- **TEXT SECTION**
Anger is one of the seven deadly sins. Anger is also a fact of life, something viewed by most as negative and some as inescapable. The good news though is that more and more people are realizing that anger is something that can actually be overcome. It is inescapable as a spontaneous emotion but not inescapable as a lasting one.
Robert Thurman, a leading author in Buddhism and Eastern Philosophy, delves deeper into the issue of anger approaching it using ancient Buddhism wisdom. The book “Anger” explains how anger, if guided by wisdom, can actually not just be tempered but actually wielded to bring positive results such as the easing of human suffering. This is actually something that the great Aristotle will agree with, after all he believes that anger is not necessarily evil but actually necessary for fighting evil. In fact Aristotle teaches that anger can be a virtue if one is angered by those that are wicked and so strive to not become like the wicked and even fight their evil deeds.

- **EXTRACTED DATA**
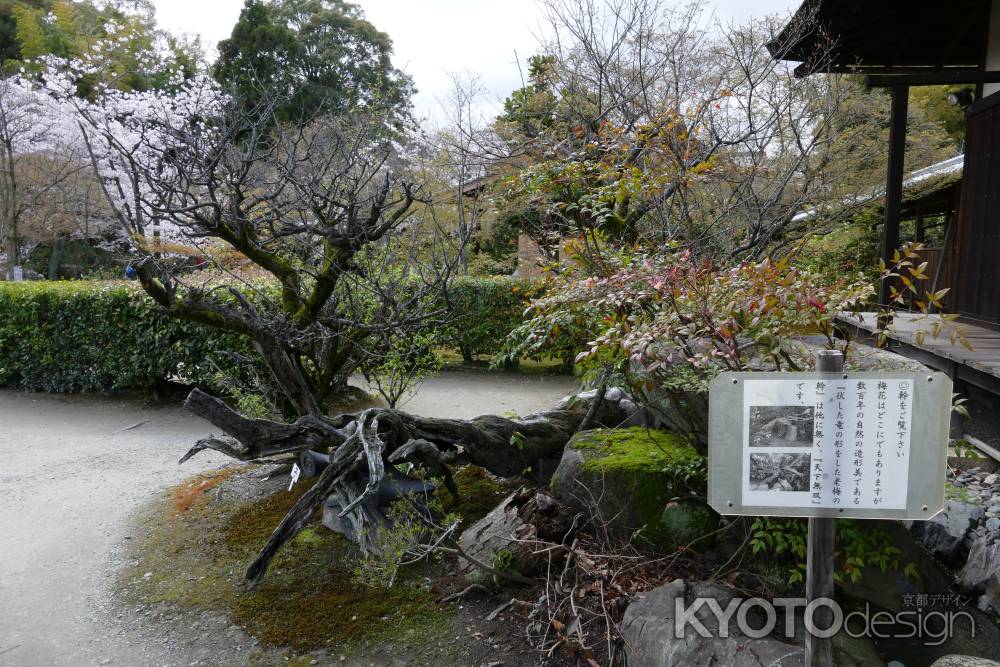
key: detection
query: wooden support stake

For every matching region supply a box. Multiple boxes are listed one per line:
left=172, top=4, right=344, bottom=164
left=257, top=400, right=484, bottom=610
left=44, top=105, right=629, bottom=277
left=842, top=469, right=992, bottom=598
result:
left=805, top=350, right=844, bottom=667
left=878, top=86, right=910, bottom=340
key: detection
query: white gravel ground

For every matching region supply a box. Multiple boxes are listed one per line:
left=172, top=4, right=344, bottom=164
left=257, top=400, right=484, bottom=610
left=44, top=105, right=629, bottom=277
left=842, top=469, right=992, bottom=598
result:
left=0, top=372, right=573, bottom=667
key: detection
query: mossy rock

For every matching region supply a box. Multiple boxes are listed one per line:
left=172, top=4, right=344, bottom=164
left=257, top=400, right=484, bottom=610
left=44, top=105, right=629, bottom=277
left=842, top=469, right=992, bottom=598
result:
left=551, top=427, right=719, bottom=551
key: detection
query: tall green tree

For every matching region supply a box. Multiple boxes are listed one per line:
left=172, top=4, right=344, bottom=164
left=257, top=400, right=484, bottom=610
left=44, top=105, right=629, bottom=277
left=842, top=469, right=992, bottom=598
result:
left=214, top=0, right=413, bottom=123
left=0, top=0, right=202, bottom=90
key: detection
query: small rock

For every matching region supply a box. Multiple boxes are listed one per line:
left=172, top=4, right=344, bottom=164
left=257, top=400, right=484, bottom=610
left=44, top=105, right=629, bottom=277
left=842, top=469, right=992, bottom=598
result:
left=931, top=655, right=1000, bottom=667
left=910, top=500, right=983, bottom=563
left=604, top=387, right=625, bottom=403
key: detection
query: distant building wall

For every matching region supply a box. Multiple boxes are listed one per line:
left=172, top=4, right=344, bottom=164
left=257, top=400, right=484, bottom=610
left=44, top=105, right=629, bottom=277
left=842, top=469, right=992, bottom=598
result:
left=517, top=234, right=545, bottom=280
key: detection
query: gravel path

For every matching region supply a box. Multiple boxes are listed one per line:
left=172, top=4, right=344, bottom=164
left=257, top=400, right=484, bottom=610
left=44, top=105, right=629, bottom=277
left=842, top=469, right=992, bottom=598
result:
left=0, top=372, right=573, bottom=667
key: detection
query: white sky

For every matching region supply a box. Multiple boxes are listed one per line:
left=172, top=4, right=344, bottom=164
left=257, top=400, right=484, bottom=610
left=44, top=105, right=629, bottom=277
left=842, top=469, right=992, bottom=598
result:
left=153, top=0, right=799, bottom=122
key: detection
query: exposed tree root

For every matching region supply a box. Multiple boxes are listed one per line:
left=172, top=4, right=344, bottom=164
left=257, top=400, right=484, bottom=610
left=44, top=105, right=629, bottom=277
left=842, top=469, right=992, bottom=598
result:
left=180, top=389, right=624, bottom=586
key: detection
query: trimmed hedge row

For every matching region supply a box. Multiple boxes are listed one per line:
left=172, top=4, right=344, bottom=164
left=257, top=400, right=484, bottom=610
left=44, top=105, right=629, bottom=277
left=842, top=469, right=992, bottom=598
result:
left=442, top=277, right=541, bottom=360
left=0, top=281, right=250, bottom=392
left=0, top=278, right=531, bottom=392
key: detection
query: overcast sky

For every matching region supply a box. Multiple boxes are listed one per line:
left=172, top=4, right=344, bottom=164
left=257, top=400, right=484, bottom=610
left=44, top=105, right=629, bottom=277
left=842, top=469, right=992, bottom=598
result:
left=154, top=0, right=799, bottom=122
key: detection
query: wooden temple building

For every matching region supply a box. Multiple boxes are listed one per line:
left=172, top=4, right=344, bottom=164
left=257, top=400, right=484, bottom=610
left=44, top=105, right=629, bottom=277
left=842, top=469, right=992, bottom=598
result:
left=769, top=0, right=1000, bottom=404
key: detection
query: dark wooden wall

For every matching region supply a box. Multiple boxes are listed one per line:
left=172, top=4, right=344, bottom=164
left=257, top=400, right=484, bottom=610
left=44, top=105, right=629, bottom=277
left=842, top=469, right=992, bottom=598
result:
left=948, top=94, right=1000, bottom=326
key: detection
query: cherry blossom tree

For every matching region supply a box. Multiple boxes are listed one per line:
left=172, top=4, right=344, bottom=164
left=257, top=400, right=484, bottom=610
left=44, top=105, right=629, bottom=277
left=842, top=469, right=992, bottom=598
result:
left=31, top=39, right=621, bottom=582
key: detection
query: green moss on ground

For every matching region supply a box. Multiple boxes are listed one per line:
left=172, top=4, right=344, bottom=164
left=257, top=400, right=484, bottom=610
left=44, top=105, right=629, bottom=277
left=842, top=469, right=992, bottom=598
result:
left=441, top=465, right=513, bottom=528
left=573, top=426, right=701, bottom=473
left=121, top=468, right=453, bottom=651
left=553, top=427, right=718, bottom=551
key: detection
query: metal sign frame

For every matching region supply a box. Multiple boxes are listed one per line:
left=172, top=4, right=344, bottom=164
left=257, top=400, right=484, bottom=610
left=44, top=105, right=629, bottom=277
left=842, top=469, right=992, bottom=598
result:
left=708, top=371, right=952, bottom=520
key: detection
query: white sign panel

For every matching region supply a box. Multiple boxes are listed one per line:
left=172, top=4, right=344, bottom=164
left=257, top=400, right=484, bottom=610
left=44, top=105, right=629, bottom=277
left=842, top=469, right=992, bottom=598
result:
left=708, top=371, right=952, bottom=519
left=743, top=379, right=913, bottom=509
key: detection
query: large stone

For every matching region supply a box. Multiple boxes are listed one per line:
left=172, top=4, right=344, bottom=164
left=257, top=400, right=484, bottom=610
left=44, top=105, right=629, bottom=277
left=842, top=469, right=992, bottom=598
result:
left=551, top=427, right=719, bottom=551
left=931, top=655, right=1000, bottom=667
left=910, top=500, right=985, bottom=565
left=458, top=490, right=572, bottom=578
left=958, top=533, right=1000, bottom=611
left=621, top=579, right=802, bottom=667
left=621, top=579, right=883, bottom=667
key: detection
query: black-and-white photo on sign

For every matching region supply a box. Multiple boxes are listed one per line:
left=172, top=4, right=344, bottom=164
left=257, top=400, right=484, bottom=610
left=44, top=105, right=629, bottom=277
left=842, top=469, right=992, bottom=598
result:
left=708, top=371, right=952, bottom=519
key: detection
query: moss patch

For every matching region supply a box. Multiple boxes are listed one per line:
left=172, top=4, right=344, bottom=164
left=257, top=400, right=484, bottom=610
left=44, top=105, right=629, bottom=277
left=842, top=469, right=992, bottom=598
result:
left=572, top=426, right=701, bottom=473
left=552, top=427, right=717, bottom=551
left=441, top=465, right=513, bottom=528
left=120, top=473, right=453, bottom=651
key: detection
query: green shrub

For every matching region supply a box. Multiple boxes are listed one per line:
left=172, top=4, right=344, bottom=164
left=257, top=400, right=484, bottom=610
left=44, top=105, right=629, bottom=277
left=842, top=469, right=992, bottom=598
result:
left=0, top=277, right=540, bottom=394
left=0, top=281, right=253, bottom=392
left=444, top=277, right=542, bottom=361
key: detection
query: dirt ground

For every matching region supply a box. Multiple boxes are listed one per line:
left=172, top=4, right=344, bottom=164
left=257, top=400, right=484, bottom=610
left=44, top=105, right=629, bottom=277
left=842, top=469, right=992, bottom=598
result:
left=0, top=372, right=573, bottom=666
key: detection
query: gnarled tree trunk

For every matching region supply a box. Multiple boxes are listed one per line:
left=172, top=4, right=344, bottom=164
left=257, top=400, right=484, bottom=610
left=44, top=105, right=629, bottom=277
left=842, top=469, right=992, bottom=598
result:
left=181, top=389, right=625, bottom=585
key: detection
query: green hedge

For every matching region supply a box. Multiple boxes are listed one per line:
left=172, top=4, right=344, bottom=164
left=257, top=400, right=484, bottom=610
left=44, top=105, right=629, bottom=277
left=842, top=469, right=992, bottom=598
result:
left=444, top=277, right=541, bottom=360
left=0, top=278, right=537, bottom=392
left=0, top=281, right=249, bottom=392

- **YOUR TASK**
Copy the passage on anger from "Robert Thurman, a" up to and including "their evil deeds.", swapping "Aristotle" for "Plato". The records have no connection to the passage on anger.

- **SOLVED PROBLEM**
Robert Thurman, a leading author in Buddhism and Eastern Philosophy, delves deeper into the issue of anger approaching it using ancient Buddhism wisdom. The book “Anger” explains how anger, if guided by wisdom, can actually not just be tempered but actually wielded to bring positive results such as the easing of human suffering. This is actually something that the great Plato will agree with, after all he believes that anger is not necessarily evil but actually necessary for fighting evil. In fact Plato teaches that anger can be a virtue if one is angered by those that are wicked and so strive to not become like the wicked and even fight their evil deeds.